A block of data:
— START —
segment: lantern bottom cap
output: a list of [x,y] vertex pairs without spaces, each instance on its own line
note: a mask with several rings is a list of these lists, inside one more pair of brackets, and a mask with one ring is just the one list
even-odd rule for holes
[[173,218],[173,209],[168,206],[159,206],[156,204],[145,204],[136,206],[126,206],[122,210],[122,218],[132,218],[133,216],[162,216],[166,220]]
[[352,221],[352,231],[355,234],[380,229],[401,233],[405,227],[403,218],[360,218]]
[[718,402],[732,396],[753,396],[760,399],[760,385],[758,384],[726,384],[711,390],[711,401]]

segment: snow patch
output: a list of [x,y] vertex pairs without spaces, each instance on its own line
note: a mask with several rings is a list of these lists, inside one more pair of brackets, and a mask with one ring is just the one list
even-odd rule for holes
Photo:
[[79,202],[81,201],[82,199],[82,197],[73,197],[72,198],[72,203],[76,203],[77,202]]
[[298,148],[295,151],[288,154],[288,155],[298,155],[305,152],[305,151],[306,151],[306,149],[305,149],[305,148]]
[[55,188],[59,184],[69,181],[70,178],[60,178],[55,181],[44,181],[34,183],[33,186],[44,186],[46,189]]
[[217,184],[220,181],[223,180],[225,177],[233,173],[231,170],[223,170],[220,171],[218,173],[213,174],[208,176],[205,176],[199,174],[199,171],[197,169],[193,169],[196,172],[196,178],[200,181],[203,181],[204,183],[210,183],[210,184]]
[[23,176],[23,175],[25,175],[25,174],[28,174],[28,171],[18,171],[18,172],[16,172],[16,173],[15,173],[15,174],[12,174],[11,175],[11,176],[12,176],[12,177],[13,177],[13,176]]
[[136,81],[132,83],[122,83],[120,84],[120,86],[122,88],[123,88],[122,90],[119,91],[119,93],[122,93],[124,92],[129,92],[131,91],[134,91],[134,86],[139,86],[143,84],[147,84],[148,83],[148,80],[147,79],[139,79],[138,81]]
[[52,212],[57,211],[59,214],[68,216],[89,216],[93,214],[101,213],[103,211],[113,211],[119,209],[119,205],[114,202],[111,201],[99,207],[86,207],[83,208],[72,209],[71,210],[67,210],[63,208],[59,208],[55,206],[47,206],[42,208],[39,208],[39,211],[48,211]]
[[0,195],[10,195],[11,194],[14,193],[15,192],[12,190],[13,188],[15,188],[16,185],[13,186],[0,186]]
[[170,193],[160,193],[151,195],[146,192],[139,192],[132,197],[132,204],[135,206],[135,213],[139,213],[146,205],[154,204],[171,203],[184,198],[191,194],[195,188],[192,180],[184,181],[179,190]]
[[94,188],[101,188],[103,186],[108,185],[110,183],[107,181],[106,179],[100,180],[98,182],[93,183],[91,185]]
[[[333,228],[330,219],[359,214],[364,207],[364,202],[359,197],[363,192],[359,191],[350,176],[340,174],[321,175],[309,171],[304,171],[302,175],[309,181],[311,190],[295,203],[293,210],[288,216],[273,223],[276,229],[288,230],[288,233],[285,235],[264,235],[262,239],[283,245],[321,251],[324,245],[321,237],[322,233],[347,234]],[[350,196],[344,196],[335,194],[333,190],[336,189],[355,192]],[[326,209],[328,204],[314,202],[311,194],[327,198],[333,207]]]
— END —
Pick out and copy each line in the rows above that contains the string "segment", where case counts.

- _Result_:
segment: lantern bottom cap
segment: snow patch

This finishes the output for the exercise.